### SELECTED EXCERPT:
........

Programmable Applications
To me, the most exciting software is the type that sparks creative use cases. Software that ends up being used in ways that its developers never anticipated.
This tends to happen primarily with software that has managed to transform itself into a platform. Rather than pretending to be able to cover every single use case under the sun, effort is put in making the product extensible by either the user itself or third parties.
This is not a novel concept. Offering an API so that others can programmatically poke at it has been a common practice for a solid few decades. Initially this happened at the operating system level (through interrupts and system calls), then progressively moved up the stack to REST APIs for SaaS products running in the cloud.
While offering public APIs has become standard, some products go beyond this, enabling even extension of the application’s user interface.
I myself became interested in the topic of extensibility about a decade ago when I worked on Cloud9 IDE. Integrated Development Environments operate in a virtually infinite problem space. They attempt to integrate your entire development environment. Therefore IDEs need to cater to different technology stacks, build tools, debugging tools, profilers, deployment tools, code analysis tools, communication tools, continuous deployment tools. The list goes on and on. There’s not a chance a single company could build an IDE that covers everything. Therefore all IDEs have an extension story. And indeed, so did Cloud9.
The Cloud9 extension model as I remember it was similar to other IDEs like IntelliJ, Eclipse at that time (and VS Code these days, although it did not yet exist). The way it worked is that you define extension points and APIs that extensions can use. Then, you effectively load a bundle of (in our case) JavaScript extension code and hope for the best. In our case that meant that extensions could define new server-side APIs with node.js, and load additional JavaScript code in the browser as well. Very flexible, but also pretty damn scary if you care about stability and security. And you probably should.
Obviously, having to host and run extension code in our infrastructure, we could not allow users to run their own extensions this way. This would a huge security risk. As a result, we always had to carefully curate extensions. Either we wrote them internally, or we carefully audited third-party ones before allowing them to be run in our infrastructure — with varying level of success. It was not uncommon for extensions to unintentionally break various pieces of UI, or to result in significant performance issues on the server. We never really found a great solution to this problem.
While code editors have a long tradition of extensibility (think Emacs and vim), these days the ability to turn products into platforms is becoming more and more widespread.
Consider the area I work in today: communication tools. Communicators like Mattermost and Slack all have some sort of extension story. Some more deep than others. Slack, for instance, offers extensibility through bots, slash commands and a limited set of UI features. Mattermost by virtue of being generally self-hosted by customers (and therefore having to worry less about the security aspects of deploying third-party extension code), in addition offers plugins. Plugs allow extension to a similar degree as the IDEs mentioned before: you can extend the server side with your own (Go) code, and have virtually unlimited flexibility in extending the UI as well. This is cool, but poses an additional portability issue. Running JavaScript code that plugs new elements into the UI works fine in a browser (or desktop app wrapping a web page), but it doesn’t really work in a native mobile app.

........

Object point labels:
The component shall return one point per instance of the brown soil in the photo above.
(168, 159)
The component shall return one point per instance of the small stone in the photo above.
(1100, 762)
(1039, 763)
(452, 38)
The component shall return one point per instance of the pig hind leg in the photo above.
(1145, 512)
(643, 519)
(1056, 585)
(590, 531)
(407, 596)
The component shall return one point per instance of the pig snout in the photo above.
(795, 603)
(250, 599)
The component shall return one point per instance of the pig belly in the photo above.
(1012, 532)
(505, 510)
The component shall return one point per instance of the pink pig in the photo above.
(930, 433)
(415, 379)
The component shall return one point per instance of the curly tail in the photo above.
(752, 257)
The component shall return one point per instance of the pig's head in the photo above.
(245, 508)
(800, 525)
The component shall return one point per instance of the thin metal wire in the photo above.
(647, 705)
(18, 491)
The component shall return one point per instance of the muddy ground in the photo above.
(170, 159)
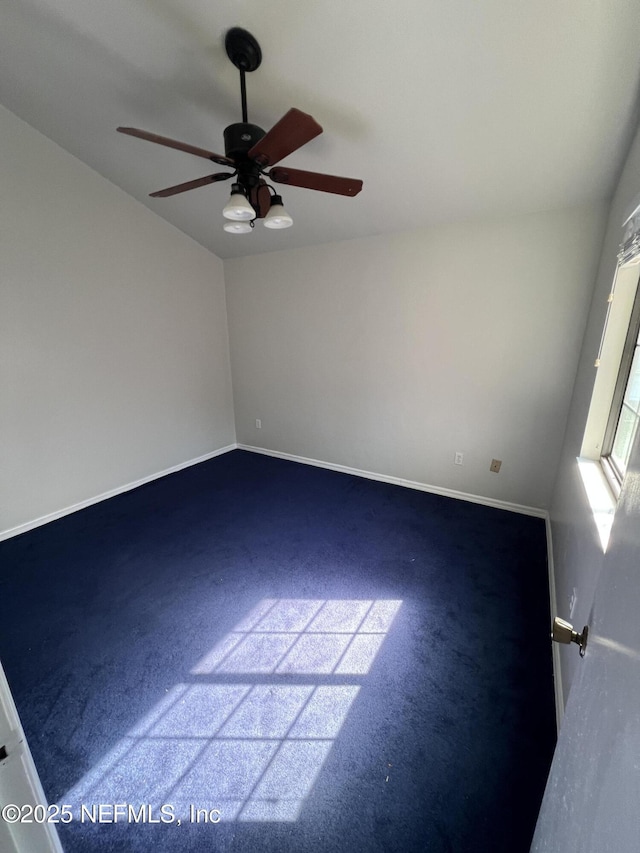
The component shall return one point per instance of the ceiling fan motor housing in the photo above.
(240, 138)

........

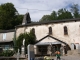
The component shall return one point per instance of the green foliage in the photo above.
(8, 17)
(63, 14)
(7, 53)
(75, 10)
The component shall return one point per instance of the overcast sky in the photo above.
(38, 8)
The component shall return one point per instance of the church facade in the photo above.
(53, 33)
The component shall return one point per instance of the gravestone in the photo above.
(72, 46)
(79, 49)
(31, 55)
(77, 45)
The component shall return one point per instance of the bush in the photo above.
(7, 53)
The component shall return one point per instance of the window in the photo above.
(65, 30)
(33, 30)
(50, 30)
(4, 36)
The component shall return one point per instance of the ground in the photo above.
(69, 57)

........

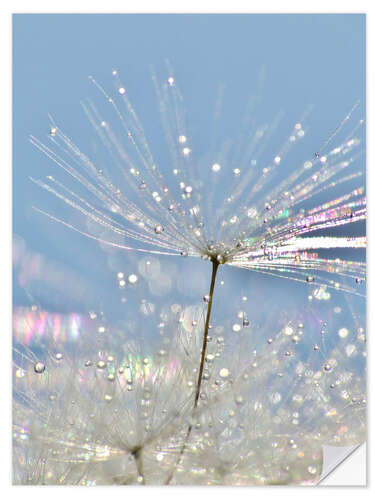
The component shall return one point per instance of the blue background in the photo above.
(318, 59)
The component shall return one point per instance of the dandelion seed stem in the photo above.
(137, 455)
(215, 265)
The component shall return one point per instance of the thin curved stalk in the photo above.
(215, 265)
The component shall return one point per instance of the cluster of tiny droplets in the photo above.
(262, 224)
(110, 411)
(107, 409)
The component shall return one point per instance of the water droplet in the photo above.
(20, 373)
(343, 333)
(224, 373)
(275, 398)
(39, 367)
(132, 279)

........

### STATED EXERCISE 1:
In the piece on programmable applications, list every kind of thing it says IDEs need to cater to.
### STATED EXERCISE 2:
Write the paragraph that comes next in the piece on programmable applications, beginning after its final sentence.

### ANSWER 1:
- Different technology stacks
- Build tools
- Debugging tools
- Profilers
- Deployment tools
- Code analysis tools
- Communication tools
- Continuous deployment tools

### ANSWER 2:
To summarize, running extension code alongside the rest of the application is a flexible and cheap to implement model, but challenging for a few reasons:
- Security: if you control the environment in which extension code runs and you trust the extension code itself — all is fine. However if not: just allowing arbitrary code execution in a hosted application, or even in a browser tab can be dangerous.
- Fragility: even if you create and carefully document extension points to hook into, it’s easy to break things even unintentionally. A CSS style may apply in surprising ways, a global variable may override something unexpected. If you allow server-side execution of extension code, this code may crash and take the server process down with it. It’s also very likely extension code will rely (without your knowledge) on undocumented APIs and break once those are changed or removed.
- Portability: it is a multi device world we live in. While practically all devices have a web browser these days, many people still prefer a native experience. How do you write extensions that do not rely on the internals of a particular client and run anywhere? On the server-side there is a similar challenge. You may want to run your code on a massive AWS-scale cloud, or on the Raspberry Pi in your closet. How do you write code that abstracts from that?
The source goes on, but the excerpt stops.